*TRECHO DO TEXTO*:
+ + + +

O
historiador Marc Bloch afirmava, citando de memória outro autor: “em
todas as coisas humanas, são sobretudo dignas de estudo as origens”.
Nada é mais verdadeiro.
O interesse por essas origens
é tanto maior e mais intensamente vivido quanto mais misteriosas e
paradoxais as possamos antever ou perceber, justificando plenamente a
citação que Edgar Morin escolheu como abertura ao último capítulo do
Paradigma Perdido: “ o que é claro de mais não é interessante”.
O
desafio é tanto maior e tanto mais válido, quanto mais difícil se torna
penetrar no âmago das coisas humanas, numa tentativa de redescobrir o
passado. Tudo isto é válido no que respeita a Portalegre.
Como
mais antigas referências documentais aponta-se o foral de D. Afonso III
(1259) – cujo texto permanece desconhecido – e uma carta datada de
Abril de 1229, em que João Peres Avoino e Marinha Afonso vendiam umas
casas que possuíam na vila de Portalegre, ao Mestre da Ordem dos
Templários. No aglomerado urbano, deparamos também com alguns monumentos
– as muralhas, mandadas construir por D. Dinis, o Convento de Santa
Clara, o Convento de S. Francisco, e a Igreja do Espírito Santo (Século
XIV). Mas do Século XIII para trás, limitamo-nos a contemplar o enorme
vazio que se transforma rapidamente numa grande interrogação.
Como surgiu o aglomerado urbano? O que levou as populações a fixarem-se neste local?

+ + + +

*MATERIAL*:

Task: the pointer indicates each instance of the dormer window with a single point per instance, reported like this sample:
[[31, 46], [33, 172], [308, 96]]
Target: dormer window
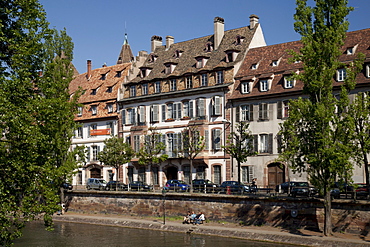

+ + + +

*TAREFA A FAZER*:
No texto sobre as origens de Portalegre, quem vendeu umas casas na vila ao Mestre da Ordem dos Templários, segundo a carta de abril de 1229?

*RESPOSTA DA TAREFA*:
João Peres Avoino e Marinha Afonso.